### Task objective
Reproduce nothing but the closing run of lines: the line with "Could you point out the white door" and each line that follows it to the end of the data.

---

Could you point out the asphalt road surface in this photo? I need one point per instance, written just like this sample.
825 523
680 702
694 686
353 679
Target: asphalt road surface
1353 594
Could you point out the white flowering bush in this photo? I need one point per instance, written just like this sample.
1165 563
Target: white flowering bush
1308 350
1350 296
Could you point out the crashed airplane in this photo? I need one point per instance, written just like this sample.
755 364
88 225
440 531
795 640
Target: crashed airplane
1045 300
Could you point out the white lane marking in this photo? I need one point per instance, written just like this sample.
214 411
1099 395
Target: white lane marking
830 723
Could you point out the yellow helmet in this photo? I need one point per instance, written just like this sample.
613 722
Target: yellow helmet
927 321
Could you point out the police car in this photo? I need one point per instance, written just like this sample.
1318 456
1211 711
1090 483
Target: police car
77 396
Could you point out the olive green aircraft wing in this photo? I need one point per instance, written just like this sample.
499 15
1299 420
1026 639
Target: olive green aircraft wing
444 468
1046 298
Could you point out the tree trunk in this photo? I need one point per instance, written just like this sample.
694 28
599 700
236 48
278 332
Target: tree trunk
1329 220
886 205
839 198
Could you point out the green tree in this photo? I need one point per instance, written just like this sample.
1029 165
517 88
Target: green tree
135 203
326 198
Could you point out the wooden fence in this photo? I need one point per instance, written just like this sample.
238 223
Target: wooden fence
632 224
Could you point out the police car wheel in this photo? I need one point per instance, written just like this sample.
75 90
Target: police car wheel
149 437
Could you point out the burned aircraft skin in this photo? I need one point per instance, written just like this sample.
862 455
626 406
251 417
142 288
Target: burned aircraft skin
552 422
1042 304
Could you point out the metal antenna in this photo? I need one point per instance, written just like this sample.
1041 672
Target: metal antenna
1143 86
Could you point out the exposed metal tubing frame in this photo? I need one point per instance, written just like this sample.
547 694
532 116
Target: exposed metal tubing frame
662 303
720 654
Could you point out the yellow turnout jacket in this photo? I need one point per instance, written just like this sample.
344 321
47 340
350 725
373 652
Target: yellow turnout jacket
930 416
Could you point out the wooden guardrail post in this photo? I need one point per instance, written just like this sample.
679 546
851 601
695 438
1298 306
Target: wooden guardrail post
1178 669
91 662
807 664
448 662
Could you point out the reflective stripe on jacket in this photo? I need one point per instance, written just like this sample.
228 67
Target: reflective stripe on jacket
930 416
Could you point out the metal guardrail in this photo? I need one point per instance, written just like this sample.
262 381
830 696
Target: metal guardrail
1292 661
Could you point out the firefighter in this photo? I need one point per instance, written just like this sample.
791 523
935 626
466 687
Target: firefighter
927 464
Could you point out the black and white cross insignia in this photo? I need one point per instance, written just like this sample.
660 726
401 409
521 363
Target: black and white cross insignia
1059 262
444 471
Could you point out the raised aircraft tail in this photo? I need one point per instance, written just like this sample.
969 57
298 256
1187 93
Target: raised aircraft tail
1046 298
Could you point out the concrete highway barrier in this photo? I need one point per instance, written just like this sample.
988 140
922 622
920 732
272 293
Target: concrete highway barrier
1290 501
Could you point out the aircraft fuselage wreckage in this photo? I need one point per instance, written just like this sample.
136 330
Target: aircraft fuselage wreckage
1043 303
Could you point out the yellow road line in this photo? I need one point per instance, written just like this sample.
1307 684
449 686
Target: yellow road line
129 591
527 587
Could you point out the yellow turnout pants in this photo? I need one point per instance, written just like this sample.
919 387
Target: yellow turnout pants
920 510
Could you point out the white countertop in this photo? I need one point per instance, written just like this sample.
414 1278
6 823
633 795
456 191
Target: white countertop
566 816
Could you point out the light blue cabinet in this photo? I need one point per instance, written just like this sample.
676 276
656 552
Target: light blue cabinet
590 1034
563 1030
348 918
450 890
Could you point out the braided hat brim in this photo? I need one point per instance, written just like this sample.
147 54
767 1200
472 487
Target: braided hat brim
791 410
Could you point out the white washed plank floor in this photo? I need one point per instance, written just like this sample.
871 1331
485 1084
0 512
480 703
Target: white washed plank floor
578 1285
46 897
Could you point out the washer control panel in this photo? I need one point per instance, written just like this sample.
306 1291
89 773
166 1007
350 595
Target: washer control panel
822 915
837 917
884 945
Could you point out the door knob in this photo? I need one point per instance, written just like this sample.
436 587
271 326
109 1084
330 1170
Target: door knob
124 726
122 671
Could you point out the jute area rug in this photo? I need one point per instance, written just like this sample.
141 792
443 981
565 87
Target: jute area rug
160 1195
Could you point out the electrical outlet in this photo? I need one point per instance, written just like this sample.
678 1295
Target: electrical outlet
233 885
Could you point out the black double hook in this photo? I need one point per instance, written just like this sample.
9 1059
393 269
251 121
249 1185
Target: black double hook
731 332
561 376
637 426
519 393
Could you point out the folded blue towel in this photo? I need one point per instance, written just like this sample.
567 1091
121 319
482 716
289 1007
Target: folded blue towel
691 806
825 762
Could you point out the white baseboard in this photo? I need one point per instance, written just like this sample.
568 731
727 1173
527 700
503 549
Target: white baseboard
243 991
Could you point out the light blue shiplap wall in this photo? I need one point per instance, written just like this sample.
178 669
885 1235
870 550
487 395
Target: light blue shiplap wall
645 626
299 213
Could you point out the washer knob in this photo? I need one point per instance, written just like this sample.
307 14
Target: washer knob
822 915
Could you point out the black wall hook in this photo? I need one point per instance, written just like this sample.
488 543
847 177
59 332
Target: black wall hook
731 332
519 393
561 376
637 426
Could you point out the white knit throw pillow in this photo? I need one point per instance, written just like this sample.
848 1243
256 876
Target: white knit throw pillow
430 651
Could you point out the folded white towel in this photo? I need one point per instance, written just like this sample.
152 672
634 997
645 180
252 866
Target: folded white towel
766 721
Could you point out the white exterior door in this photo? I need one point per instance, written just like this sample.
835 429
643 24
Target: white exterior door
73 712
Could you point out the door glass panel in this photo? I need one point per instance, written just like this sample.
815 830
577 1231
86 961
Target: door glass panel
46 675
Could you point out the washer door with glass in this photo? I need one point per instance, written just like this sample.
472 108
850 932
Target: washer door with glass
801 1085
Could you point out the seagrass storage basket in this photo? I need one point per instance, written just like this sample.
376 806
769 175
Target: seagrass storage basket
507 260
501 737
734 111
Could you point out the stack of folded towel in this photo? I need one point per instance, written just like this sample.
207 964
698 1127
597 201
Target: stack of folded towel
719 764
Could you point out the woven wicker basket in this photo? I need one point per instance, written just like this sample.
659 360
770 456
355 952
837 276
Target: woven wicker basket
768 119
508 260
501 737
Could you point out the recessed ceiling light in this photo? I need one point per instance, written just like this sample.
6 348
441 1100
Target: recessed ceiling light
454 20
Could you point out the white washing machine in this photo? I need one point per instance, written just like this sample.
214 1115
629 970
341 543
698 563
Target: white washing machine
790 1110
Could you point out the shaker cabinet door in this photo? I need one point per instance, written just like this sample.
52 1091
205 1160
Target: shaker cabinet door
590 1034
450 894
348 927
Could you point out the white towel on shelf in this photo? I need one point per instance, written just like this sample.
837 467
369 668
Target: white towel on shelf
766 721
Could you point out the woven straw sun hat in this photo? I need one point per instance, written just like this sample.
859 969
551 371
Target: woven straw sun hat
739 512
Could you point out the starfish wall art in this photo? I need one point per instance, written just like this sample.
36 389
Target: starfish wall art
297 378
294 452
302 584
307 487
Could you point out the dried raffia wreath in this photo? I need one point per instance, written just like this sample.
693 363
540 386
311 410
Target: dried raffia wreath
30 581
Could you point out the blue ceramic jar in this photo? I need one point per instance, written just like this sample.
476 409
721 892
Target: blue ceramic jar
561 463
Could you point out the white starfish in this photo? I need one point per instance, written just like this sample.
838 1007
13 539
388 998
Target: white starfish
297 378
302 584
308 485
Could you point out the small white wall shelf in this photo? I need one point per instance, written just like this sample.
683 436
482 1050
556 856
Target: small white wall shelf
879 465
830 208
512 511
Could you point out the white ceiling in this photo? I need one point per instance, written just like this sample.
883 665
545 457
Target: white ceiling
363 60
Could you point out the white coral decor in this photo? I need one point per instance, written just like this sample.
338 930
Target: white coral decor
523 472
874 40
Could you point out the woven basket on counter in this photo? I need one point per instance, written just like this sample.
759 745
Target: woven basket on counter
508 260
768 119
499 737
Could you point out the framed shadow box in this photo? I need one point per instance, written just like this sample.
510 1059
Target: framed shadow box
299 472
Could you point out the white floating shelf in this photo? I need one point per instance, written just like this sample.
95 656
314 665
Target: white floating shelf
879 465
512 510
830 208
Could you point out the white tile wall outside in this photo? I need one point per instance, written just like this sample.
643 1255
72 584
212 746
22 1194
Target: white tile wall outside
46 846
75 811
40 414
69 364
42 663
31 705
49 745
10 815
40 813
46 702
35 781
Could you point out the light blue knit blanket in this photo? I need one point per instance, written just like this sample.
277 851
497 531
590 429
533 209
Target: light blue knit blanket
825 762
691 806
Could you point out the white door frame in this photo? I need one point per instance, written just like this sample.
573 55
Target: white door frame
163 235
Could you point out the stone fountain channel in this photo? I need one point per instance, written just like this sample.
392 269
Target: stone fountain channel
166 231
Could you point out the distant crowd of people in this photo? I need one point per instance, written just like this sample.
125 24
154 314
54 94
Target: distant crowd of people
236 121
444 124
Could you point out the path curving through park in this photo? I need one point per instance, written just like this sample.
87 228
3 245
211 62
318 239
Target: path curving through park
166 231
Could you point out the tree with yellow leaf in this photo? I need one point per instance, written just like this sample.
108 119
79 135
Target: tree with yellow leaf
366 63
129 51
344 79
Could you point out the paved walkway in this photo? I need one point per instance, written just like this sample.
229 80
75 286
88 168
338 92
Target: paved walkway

---

### Result for this exercise
Could you point out the white door frame in this photo? I need one point per instance, written just like this sample.
573 55
Target: white door frame
163 235
Could you point out the stone fountain channel in this photo? I need one point per instance, written just like this sample.
392 269
Target: stone fountain channel
166 231
Could you point out the distant crowd of people in this photo? I need one point per instance, written just like this sample.
125 24
154 314
54 94
Target: distant crowd of people
236 121
444 124
Could you point out the path curving through park in this photo? I need one point per instance, written just like this sample.
87 228
3 245
211 62
318 239
Target: path curving through park
166 231
Could you point out the tree with yellow leaf in this photo? I need one point per instance, written just like this sample.
108 119
79 135
Target: tree with yellow leaf
366 63
129 51
344 79
Could you point out the paved walkway in this photo? I need one point per instance, written just like this sample.
229 80
75 286
88 168
338 92
Target: paved walkway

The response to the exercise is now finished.